-------- RECORDS SUPPLIED

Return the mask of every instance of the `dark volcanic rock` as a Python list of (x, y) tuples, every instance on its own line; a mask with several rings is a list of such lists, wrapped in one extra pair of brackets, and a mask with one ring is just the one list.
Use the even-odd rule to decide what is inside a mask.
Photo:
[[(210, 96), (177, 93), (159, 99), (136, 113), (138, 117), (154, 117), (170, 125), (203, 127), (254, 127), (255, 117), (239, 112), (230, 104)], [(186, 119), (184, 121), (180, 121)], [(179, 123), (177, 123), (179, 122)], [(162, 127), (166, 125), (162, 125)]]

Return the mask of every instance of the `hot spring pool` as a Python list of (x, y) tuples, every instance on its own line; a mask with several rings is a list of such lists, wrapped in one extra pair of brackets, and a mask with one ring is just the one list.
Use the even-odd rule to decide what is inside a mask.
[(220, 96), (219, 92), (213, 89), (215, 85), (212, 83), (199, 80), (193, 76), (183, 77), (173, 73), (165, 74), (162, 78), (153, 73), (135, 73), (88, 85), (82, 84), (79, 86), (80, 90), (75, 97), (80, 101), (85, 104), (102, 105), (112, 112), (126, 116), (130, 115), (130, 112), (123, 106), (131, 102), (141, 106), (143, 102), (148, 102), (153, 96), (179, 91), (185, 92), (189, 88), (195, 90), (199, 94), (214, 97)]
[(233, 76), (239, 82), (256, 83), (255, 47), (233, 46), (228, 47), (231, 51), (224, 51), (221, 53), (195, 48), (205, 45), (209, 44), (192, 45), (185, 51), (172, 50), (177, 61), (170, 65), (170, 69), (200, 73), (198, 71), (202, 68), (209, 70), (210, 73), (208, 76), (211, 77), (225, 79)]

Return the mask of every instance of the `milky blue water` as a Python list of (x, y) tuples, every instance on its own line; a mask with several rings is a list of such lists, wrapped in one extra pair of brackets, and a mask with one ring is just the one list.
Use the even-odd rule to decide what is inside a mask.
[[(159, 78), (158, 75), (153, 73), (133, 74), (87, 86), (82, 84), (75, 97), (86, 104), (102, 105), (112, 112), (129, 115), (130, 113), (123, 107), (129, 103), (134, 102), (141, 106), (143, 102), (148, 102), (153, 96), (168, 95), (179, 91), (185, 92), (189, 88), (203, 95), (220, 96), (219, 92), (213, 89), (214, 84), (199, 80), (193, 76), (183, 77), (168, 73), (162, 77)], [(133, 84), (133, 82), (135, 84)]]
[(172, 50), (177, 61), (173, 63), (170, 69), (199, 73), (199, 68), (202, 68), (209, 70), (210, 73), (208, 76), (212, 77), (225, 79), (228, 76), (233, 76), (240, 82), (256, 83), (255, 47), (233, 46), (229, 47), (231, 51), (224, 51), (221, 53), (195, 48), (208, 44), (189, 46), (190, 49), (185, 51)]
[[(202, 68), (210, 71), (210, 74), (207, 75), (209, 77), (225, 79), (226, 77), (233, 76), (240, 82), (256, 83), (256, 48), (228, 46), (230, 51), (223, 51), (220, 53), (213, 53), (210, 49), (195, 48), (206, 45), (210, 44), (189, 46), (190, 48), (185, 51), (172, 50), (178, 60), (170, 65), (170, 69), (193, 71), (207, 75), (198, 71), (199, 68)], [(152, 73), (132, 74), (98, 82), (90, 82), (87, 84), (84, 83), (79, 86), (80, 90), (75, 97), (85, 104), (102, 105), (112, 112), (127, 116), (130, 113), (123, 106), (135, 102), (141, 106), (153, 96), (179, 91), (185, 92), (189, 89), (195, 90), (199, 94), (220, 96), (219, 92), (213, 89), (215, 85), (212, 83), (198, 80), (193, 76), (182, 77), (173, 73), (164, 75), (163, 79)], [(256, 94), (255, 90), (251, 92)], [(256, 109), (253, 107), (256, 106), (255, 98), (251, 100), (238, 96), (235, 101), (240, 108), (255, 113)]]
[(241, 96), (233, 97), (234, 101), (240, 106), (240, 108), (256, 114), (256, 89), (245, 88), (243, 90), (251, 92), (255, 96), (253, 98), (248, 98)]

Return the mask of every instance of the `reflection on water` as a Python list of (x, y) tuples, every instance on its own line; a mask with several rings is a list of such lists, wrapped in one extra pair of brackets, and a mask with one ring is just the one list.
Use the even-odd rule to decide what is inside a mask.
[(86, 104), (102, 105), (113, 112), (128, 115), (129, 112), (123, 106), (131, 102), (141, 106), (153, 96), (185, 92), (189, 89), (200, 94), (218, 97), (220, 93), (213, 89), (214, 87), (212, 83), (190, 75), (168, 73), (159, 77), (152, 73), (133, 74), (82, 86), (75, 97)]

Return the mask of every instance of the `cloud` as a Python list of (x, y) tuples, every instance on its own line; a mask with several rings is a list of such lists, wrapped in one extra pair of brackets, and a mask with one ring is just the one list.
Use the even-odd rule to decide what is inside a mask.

----------------

**EXERCISE**
Pull out every line of the records that contains the word "water".

**EXERCISE SOLUTION**
Return the mask of every instance of the `milky blue water` as a Python list of (x, y) tuples, every instance on its own line; a mask with several rings is a list of such lists, wrapped in one extra pair of brackets, and a mask with one ring is just the one list.
Return the mask of every instance of the `reflection on water` as a Python list of (x, y) tuples, every instance on its own line; a mask with several rings is a list of such lists, wrapped in one extra pair of brackets, and a mask with one ring is just the one list.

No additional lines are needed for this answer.